- **Yang Diperlukan**: Salin kata demi kata bagian artikel tentang Ignasius Jonan, mulai dari "KOMPAS.com - Akhirnya" dan terus sampai "mendukung pemodal asing?".

- **Kutipan Teks**:
▬▬▬▬▬▬

Baca berita tanpa iklan. Gabung Kompas.com+

Ini Wawancara Buka-bukaan dengan Ignasius Jonan

Kompas.com - 27/10/2014, 14:00 WIB

KOMPAS.com - Akhirnya Ignasius Jonan ditunjuk Presiden Joko "Jokowi" Widodo menjadi menteri perhubungan. Dahlan Iskan, Menteri BUMN  masa pemerintahan Susilo Bambang Yudhoyono,  pernah mengungkapkan, Direktur PT Kereta Api Indonesia ini sebenarnya akan ditunjuk menjadi Dirut PLN. Tetapi karena masuk bursa kandidat menteri, Dahlan pun tidak jadi melaksanakan rencananya tersebut.

Jonan yang berasal dari dunia perbankan, dinilai berhasil membenahi PT KAI yang sebelumnya berdarah-darah. Di bawah kepemimpinan dia, perlahan namun pasti moda kereta menjadi pilihan masyarakat Indonesia, PT KAI pun mulai menangguk laba. Bagaimana cara dia membenahi PT KAI, padahal dia tidak ada latar belakang transportasi?  Bagaimana dia menjawab tudingan lebih mendukung pemodal asing?

▬▬▬▬▬▬

[Bagian dari berkas data]
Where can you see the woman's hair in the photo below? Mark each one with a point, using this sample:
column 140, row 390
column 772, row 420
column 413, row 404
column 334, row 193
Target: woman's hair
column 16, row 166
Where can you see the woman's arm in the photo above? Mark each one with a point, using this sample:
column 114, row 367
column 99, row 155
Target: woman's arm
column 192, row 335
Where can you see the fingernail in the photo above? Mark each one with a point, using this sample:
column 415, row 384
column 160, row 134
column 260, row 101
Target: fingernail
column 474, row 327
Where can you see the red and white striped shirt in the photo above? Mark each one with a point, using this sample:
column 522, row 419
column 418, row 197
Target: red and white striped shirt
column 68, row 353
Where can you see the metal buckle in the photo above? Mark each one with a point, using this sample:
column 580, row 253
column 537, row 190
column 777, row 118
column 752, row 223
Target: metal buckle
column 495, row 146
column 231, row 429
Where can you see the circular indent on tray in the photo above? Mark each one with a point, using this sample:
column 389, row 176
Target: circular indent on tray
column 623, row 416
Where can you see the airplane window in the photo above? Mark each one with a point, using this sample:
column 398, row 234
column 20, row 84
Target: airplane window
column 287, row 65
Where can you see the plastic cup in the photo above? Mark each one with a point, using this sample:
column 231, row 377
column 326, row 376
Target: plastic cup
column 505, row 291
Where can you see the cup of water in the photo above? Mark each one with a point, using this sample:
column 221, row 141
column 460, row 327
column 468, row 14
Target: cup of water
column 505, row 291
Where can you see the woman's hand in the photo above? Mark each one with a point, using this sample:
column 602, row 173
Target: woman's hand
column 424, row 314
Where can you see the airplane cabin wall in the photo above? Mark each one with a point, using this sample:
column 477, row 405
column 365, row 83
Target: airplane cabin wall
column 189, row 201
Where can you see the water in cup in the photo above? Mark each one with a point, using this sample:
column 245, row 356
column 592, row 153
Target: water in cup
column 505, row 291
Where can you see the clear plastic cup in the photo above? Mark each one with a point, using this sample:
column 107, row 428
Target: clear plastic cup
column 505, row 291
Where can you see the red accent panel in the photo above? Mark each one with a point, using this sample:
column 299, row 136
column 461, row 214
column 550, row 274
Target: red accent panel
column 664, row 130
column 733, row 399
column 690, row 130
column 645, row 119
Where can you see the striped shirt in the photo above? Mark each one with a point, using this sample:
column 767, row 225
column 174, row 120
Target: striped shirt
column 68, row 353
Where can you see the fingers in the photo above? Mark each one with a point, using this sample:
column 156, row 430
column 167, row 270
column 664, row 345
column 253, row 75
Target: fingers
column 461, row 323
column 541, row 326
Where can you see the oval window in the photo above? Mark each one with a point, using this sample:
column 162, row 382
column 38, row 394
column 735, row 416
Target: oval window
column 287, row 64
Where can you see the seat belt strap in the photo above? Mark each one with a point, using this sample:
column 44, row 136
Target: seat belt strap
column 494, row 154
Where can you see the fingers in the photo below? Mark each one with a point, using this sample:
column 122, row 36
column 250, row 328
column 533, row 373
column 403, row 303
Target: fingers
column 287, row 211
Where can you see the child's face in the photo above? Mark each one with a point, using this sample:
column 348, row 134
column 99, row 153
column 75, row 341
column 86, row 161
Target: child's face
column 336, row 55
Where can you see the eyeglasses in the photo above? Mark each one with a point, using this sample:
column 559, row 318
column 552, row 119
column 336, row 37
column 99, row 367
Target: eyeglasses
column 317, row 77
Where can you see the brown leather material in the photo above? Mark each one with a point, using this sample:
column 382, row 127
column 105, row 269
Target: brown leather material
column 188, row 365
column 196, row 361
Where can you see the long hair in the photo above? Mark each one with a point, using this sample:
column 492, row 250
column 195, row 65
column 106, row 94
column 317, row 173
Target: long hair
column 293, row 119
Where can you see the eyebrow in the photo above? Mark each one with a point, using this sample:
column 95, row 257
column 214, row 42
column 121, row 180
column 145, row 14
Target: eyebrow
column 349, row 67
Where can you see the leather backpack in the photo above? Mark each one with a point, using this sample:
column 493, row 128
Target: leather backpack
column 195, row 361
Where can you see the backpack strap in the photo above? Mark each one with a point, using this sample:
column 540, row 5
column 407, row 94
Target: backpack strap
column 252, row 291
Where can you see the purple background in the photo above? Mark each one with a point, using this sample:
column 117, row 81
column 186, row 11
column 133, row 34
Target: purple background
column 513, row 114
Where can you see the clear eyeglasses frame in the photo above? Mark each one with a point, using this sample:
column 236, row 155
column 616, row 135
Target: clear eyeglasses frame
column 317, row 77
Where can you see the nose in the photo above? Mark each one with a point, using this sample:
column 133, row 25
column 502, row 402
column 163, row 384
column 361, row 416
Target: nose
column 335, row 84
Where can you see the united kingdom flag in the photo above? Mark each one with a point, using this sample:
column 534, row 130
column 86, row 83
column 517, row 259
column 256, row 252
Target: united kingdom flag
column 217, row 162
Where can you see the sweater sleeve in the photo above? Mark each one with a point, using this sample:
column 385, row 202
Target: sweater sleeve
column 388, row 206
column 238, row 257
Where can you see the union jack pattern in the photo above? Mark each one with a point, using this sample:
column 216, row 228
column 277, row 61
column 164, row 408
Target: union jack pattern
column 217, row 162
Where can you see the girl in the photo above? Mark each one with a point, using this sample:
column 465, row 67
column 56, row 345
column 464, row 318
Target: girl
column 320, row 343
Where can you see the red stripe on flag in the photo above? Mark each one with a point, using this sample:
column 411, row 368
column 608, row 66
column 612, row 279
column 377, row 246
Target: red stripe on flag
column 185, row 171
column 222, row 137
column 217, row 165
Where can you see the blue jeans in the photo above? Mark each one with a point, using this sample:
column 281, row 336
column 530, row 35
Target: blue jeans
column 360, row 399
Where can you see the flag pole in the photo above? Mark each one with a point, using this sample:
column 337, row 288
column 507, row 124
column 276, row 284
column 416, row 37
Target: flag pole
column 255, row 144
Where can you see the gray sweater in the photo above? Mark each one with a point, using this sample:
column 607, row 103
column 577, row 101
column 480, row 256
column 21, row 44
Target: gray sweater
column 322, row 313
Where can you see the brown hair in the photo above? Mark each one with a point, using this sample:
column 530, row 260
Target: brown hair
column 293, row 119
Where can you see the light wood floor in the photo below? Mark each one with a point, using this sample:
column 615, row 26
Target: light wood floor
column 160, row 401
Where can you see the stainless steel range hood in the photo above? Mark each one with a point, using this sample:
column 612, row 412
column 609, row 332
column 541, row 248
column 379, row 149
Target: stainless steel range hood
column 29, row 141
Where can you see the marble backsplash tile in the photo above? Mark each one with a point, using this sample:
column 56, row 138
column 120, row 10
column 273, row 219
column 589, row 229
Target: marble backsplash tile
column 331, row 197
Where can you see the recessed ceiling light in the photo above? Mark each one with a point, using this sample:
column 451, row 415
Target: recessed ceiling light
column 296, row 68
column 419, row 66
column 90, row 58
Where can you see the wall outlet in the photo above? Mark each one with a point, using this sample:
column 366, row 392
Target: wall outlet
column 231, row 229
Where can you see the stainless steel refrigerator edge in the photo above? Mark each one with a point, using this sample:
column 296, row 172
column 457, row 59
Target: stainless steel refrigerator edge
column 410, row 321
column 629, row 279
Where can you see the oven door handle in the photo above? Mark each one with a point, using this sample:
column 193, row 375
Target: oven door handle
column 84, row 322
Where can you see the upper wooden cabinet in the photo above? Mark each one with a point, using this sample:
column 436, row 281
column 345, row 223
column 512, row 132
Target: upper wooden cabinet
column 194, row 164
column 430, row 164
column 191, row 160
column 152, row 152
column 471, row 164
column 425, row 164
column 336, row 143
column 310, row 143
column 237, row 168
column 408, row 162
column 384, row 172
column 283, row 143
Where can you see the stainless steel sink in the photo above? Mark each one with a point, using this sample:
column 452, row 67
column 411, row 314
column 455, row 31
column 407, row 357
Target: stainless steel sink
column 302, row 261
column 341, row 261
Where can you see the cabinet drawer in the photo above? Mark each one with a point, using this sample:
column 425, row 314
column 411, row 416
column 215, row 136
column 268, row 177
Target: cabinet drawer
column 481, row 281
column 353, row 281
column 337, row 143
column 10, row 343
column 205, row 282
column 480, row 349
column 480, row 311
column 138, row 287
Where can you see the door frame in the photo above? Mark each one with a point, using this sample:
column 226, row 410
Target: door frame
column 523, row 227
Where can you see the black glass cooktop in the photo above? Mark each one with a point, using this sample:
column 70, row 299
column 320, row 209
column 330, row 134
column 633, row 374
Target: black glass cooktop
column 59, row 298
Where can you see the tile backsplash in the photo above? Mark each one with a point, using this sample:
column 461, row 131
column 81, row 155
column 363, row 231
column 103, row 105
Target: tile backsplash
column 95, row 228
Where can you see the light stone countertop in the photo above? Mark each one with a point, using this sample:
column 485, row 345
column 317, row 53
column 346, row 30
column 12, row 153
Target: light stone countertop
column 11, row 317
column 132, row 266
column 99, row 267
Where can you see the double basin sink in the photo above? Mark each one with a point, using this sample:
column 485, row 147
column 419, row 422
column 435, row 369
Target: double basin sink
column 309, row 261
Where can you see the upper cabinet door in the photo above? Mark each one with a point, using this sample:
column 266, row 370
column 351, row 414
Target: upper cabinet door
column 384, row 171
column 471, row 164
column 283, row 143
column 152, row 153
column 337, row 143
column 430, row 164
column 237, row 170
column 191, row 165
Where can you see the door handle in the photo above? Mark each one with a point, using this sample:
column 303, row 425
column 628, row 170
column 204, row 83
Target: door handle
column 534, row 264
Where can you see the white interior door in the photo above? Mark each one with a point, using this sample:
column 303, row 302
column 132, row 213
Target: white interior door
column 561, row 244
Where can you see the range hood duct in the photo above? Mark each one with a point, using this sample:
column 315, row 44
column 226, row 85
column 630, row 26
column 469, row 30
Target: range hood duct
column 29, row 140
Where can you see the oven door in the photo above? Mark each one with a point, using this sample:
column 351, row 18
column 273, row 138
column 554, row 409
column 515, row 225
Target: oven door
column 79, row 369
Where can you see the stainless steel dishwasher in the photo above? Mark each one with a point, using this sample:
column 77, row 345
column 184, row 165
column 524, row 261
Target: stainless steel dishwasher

▬▬▬▬▬▬

- **Jawaban di Bawah**:
KOMPAS.com - Akhirnya Ignasius Jonan ditunjuk Presiden Joko "Jokowi" Widodo menjadi menteri perhubungan. Dahlan Iskan, Menteri BUMN  masa pemerintahan Susilo Bambang Yudhoyono,  pernah mengungkapkan, Direktur PT Kereta Api Indonesia ini sebenarnya akan ditunjuk menjadi Dirut PLN. Tetapi karena masuk bursa kandidat menteri, Dahlan pun tidak jadi melaksanakan rencananya tersebut.

Jonan yang berasal dari dunia perbankan, dinilai berhasil membenahi PT KAI yang sebelumnya berdarah-darah. Di bawah kepemimpinan dia, perlahan namun pasti moda kereta menjadi pilihan masyarakat Indonesia, PT KAI pun mulai menangguk laba. Bagaimana cara dia membenahi PT KAI, padahal dia tidak ada latar belakang transportasi?  Bagaimana dia menjawab tudingan lebih mendukung pemodal asing?